▶ _What you need to do_: Pick out each line in the items below that contains the word "puzzle" and copy it. Case matters, so only count lines where the capitals and lowercase letters match.

▶ _Records for processing_:
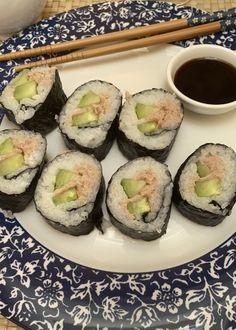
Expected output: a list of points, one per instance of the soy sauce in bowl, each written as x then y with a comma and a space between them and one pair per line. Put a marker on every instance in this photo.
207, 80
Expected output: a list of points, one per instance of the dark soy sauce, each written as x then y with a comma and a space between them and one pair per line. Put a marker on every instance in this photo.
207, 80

==

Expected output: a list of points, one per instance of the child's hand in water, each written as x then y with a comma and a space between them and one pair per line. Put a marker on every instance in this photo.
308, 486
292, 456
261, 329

--

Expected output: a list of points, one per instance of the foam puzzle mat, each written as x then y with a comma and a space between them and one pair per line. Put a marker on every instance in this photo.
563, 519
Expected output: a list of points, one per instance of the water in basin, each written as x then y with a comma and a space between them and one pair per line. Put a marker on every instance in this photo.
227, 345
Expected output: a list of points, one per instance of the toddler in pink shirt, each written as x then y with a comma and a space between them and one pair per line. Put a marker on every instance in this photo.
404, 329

▶ _Result_:
Expected output: a list of points, one per instance of the foam puzzle mat, each written as x then y with a comma and a space between them and one pair per line. Put a marker on every instance in this photo.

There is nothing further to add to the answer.